YOUR TASK: Where an image appears in the data, omit it and reproduce the rest exactly.

Stored data entries:
★ ★ ★ ★

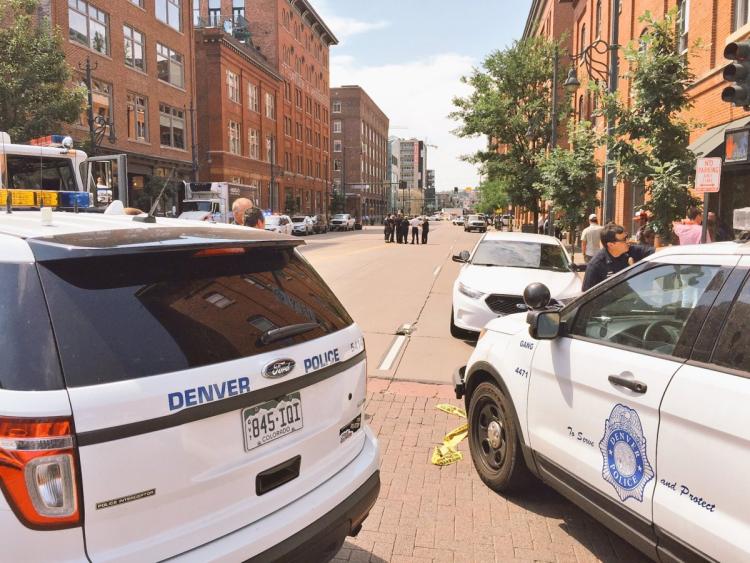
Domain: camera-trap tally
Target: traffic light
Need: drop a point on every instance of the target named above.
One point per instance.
(738, 73)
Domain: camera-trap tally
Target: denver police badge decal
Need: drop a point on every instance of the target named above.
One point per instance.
(623, 447)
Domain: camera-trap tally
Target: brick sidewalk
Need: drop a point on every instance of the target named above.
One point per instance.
(430, 513)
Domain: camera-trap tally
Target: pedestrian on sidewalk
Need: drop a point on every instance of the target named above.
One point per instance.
(425, 230)
(414, 230)
(591, 238)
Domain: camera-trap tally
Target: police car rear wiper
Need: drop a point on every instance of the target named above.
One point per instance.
(274, 334)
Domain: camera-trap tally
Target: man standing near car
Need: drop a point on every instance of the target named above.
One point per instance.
(590, 238)
(616, 255)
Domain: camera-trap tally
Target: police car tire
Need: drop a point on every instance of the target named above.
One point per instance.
(502, 468)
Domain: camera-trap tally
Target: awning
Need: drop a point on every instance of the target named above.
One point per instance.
(712, 140)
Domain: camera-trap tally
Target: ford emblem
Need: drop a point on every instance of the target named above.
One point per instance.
(278, 368)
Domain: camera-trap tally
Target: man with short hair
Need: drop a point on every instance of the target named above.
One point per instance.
(240, 205)
(615, 255)
(591, 238)
(254, 218)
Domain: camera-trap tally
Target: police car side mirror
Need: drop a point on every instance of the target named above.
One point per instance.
(543, 325)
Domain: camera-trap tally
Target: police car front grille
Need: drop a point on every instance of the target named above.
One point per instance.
(504, 304)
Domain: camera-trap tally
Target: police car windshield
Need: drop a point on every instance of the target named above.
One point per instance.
(519, 254)
(142, 314)
(34, 173)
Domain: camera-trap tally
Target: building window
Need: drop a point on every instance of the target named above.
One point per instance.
(254, 143)
(270, 106)
(233, 87)
(137, 118)
(88, 26)
(170, 66)
(683, 24)
(134, 48)
(235, 146)
(168, 12)
(741, 11)
(171, 127)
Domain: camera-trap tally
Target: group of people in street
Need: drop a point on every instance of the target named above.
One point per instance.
(398, 226)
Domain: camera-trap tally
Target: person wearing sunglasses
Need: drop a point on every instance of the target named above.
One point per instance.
(615, 255)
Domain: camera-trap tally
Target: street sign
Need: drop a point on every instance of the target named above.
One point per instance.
(707, 175)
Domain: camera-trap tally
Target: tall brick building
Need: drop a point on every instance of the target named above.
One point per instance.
(141, 53)
(712, 23)
(359, 145)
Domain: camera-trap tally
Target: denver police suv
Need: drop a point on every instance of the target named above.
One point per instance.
(632, 401)
(171, 390)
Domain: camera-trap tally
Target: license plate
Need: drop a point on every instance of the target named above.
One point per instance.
(271, 420)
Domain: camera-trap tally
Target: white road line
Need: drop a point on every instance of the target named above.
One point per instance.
(387, 362)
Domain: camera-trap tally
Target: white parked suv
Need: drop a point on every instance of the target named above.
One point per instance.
(491, 281)
(175, 390)
(631, 401)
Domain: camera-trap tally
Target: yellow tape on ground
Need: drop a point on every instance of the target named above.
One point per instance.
(450, 409)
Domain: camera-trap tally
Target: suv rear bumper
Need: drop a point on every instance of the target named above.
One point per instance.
(311, 528)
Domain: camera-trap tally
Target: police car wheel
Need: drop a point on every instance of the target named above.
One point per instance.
(493, 440)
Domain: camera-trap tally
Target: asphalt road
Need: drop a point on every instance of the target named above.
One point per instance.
(386, 286)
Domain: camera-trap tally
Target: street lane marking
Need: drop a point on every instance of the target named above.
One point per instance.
(392, 354)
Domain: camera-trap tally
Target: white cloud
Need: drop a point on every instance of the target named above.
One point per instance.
(416, 95)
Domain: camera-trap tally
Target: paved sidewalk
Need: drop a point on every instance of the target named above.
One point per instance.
(429, 513)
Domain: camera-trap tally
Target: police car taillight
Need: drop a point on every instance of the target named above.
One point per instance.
(38, 471)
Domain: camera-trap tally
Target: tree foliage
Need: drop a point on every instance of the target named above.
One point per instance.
(510, 104)
(650, 142)
(568, 176)
(35, 95)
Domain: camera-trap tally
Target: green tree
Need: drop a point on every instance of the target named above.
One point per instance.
(510, 104)
(35, 92)
(651, 137)
(568, 176)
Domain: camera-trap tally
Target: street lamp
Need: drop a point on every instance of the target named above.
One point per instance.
(596, 69)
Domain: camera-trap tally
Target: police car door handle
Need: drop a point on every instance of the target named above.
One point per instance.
(632, 384)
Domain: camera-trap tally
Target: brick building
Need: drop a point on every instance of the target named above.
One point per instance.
(712, 23)
(359, 147)
(141, 53)
(237, 92)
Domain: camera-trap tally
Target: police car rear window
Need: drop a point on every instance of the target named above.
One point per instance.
(132, 316)
(28, 359)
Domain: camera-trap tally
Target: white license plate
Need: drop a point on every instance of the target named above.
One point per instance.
(271, 420)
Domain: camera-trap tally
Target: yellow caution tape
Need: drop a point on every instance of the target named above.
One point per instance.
(450, 409)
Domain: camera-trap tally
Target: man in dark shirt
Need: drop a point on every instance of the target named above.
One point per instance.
(614, 256)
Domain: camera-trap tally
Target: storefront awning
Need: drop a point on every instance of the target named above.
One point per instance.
(710, 143)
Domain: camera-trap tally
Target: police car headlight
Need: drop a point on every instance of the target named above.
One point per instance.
(468, 292)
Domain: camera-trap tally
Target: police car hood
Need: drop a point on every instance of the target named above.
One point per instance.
(509, 324)
(512, 281)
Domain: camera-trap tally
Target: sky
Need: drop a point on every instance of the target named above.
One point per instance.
(409, 56)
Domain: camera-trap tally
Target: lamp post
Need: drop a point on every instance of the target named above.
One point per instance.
(602, 70)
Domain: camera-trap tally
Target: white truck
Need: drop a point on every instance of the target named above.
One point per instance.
(212, 201)
(48, 170)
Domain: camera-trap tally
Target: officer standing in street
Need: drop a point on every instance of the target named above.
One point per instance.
(615, 255)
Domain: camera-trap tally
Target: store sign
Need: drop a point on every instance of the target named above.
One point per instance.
(736, 145)
(707, 175)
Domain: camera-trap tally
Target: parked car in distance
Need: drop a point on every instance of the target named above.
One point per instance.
(320, 224)
(342, 222)
(302, 225)
(475, 223)
(631, 401)
(281, 224)
(494, 275)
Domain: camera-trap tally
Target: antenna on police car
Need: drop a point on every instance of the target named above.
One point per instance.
(150, 217)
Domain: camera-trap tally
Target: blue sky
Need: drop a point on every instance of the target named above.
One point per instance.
(409, 56)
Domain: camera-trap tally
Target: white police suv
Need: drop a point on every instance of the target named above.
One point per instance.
(172, 390)
(632, 401)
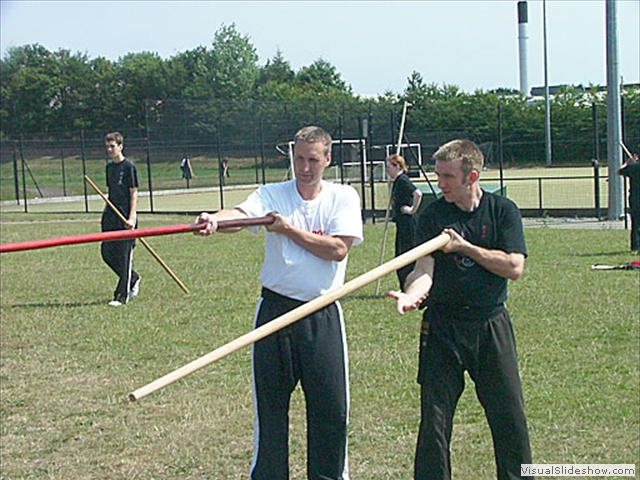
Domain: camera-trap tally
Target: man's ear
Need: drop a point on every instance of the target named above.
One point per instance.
(473, 177)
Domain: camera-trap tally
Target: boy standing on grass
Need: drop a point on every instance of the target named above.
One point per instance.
(306, 248)
(466, 325)
(122, 182)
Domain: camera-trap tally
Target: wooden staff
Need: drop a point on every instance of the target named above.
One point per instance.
(142, 240)
(294, 315)
(386, 215)
(626, 150)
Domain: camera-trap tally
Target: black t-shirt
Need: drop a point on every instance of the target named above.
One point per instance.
(496, 224)
(121, 178)
(402, 194)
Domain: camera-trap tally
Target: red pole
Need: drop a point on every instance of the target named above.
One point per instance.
(125, 234)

★ ★ ★ ★

ANSWER AREA:
Domain: camera-trap tally
Target: traffic light
Need: drop a point on every instance of the target named above.
One point per instance.
(738, 73)
Domain: camera-trap tally
Target: denver police badge decal
Need: drop a point on every instance of the target named above.
One point per instance.
(623, 447)
Domain: camera-trap tally
Target: brick sidewalk
Need: drop a point on every instance of the target named above.
One point per instance.
(430, 513)
Domain: camera-trap tally
Target: pedestrian on sidewalk
Need: drop a point on every instance of the target named above.
One point per instance.
(425, 230)
(414, 230)
(591, 238)
Domain: camera-trap tally
Target: police car rear wiper
Need: drop a point on every instance of the target named above.
One point per instance.
(274, 334)
Domain: camera-trap tally
Target: man standing near car
Need: drop a point on every instance of the target named above.
One point per instance.
(590, 238)
(616, 255)
Domain: camera-trap tally
Target: police car tire
Need: drop a point on every instance of the target named above.
One point per instance.
(502, 468)
Domain: camera-trap tally
Target: awning
Need: drop a point on every instance of the target named above.
One point per instance.
(712, 140)
Domain: camera-trap tally
Target: ford emblem
Need: drop a point on every instance of the target named above.
One point per instance.
(278, 368)
Domain: camera-trap tally
Target: man with short hair
Need: drop a point on every instance of the target named above.
One point per instance.
(240, 205)
(615, 255)
(591, 238)
(254, 218)
Domain: camera-trap tally
Target: police car side mirror
Need: drop a point on every instance of the target named above.
One point per instance.
(543, 325)
Domain: camera-trap tally
Target: police car front grille
Need: drop a point on every instance of the target named above.
One point per instance.
(504, 304)
Domain: camera-trap tally
Target: police car windshield
Need: drop a point on every instance of the target named above.
One point per instance.
(519, 254)
(142, 314)
(34, 173)
Domain: camera-trap tally
Target: building window
Need: drop a point on every instance of the target named above.
One point per instance.
(254, 143)
(270, 106)
(233, 87)
(137, 118)
(88, 26)
(170, 66)
(683, 24)
(134, 48)
(235, 146)
(168, 12)
(741, 11)
(171, 127)
Domain: camera-trap tally
Target: group of people in street
Need: drop a point on every instance of the target named above.
One point per instance.
(398, 226)
Domain: camera-trap tally
Target: person wearing sunglasses
Need: drop a point on every instance of the target named above.
One point per instance.
(615, 255)
Domain: camera-trap tally
Target: street sign
Need: drop a point on every instance of the target named above.
One point per instance.
(707, 175)
Domain: camera-trap tally
Target: tall brick building
Need: drop a point on every instance of the target named above.
One point per instance.
(141, 53)
(712, 23)
(359, 145)
Domain: camera-trap tally
Target: denver police suv
Need: drop a point on every instance of the target named above.
One point per instance.
(632, 401)
(171, 390)
Domain: camera-trap tally
Target: license plate
Need: drop a point on every instance of the target named above.
One point per instance.
(271, 420)
Domain: camera-trap tally
Target: white road line
Need: drop a point on every instance of the target named above.
One point per instance.
(387, 362)
Domain: camera-trap tally
Target: white parked suv
Need: drop a point on every instance of the target named above.
One point per instance.
(491, 281)
(175, 390)
(631, 401)
Domain: camera-trap tally
Target: yellow tape on ground
Need: drop a point on every instance of the target named above.
One point per instance.
(450, 409)
Domain: camera-trap tally
Target: suv rear bumper
Need: drop a point on every instance of the target named above.
One point per instance.
(311, 528)
Domain: camera-trap tally
Target: police car wheel
Need: drop a point on every instance of the target named above.
One point per instance.
(493, 440)
Domain: camera-trap tally
Target: asphalt road
Need: drop a point on every instance of the target named above.
One point per instance.
(386, 286)
Domain: camera-trap tally
Target: street lane marking
Need: drop a point on every instance of the target named above.
One point per instance.
(392, 354)
Domain: camera-trap tally
Target: white cloud
Need: drop a point on every instance of the target named above.
One point per instance.
(416, 95)
Domain: camera-trap tally
Target: paved sidewalk
Need: drop a point on every instance of the target named above.
One point per instance.
(429, 513)
Domain: camera-trap tally
Target: police car taillight
Need: drop a point on every instance of the target named above.
One point per instance.
(38, 471)
Domain: camera-trap tally
Target: tree foliage
Need: drop a point on every instance of the target named above.
One point per instance.
(510, 104)
(650, 142)
(568, 176)
(35, 95)
Domain: camera-trap tally
Target: green tree
Need: drop a point on every instance of the target named above.
One point per instance.
(510, 104)
(35, 92)
(651, 137)
(568, 176)
Domain: camera-trap tally
Target: street lamp
Need: drop a point on every instance of the target named above.
One point per instance.
(596, 69)
Domain: camera-trap tally
Target: police car door handle
Need: drop a point on every instance of the target named above.
One point per instance.
(632, 384)
Domain: camera-trap tally
Target: brick building
Need: drop a point on every instance of the target named above.
One point per instance.
(712, 23)
(359, 147)
(141, 53)
(237, 92)
Domain: camera-trap tally
Target: police car rear window
Need: drop a point on every instance of the target named above.
One point per instance.
(132, 316)
(28, 359)
Domain: camera-trap tally
Target: white license plate
Need: drop a point on every instance of the target named above.
One point per instance.
(271, 420)
Domain: camera-trap tally
Target: yellow caution tape
Need: drop a point on every instance of the target named above.
One point per instance.
(450, 409)
Domain: camera-trap tally
Target: man in dark shirt
Need: drop a point on every instance of the target named above.
One point per instance.
(614, 256)
Domain: camera-trap tally
Target: storefront awning
Need: drop a point on every instance of the target named above.
One point per instance.
(710, 143)
Domain: camera-trap tally
Target: police car headlight
Need: drop a point on every instance of the target named above.
One point per instance.
(468, 292)
Domain: camera-trap tally
Target: police car hood
Need: drop a point on every instance of the target named above.
One point per instance.
(509, 324)
(512, 281)
Domain: camera-trap tally
Target: sky
Need: drop a point on every instance of the target named above.
One point per instance.
(409, 56)
Domain: camera-trap tally
Target: lamp post
Need: drop a point on every instance of the target named above.
One point per instance.
(602, 70)
Domain: camera-trap tally
Target: white truck
Need: drop a point on every instance of the target named above.
One point per instance.
(212, 201)
(48, 170)
Domain: camera-trap tally
Target: officer standing in street
Need: drop a point on every instance of the target named above.
One point per instance.
(615, 255)
Domain: camera-trap tally
Target: store sign
Need: drop a point on every instance of the target named above.
One point per instance.
(736, 145)
(707, 175)
Domain: camera-trap tally
Target: parked car in distance
Need: drop a point on every instance of the target named above.
One point per instance.
(320, 224)
(342, 222)
(302, 225)
(475, 223)
(631, 401)
(281, 224)
(494, 275)
Domain: camera-trap tally
Target: antenna on police car
Need: drop a point on every instance of the target named above.
One point per instance.
(150, 217)
Domain: camera-trap tally
Target: blue sky
Need: drop a point on every instance of the target named above.
One point per instance.
(409, 56)
Domain: camera-trap tally
Target: white police suv
Need: drop a point on every instance of the target named above.
One point per instance.
(172, 390)
(632, 401)
Domain: camera-trap tally
Target: man's ear
Need: drop a point on every instance of the target named above.
One point per instance.
(473, 177)
Domain: camera-trap tally
Target: boy standing on grass
Need: drop a point on every instance of the target named above.
One point per instance.
(306, 248)
(466, 325)
(122, 182)
Domain: camera-trap tally
Target: wooden staff
Need: drop a point on every instance of the target named above.
One point per instance.
(142, 240)
(294, 315)
(386, 215)
(626, 150)
Domain: camera-trap tally
Target: black t-shirt
Need: drop a point on every instance of the target named above.
One point per instance.
(496, 224)
(121, 178)
(402, 194)
Domain: camera-trap tally
Target: red pole
Need: drop a point on every instance of the target named above.
One point per instance.
(125, 234)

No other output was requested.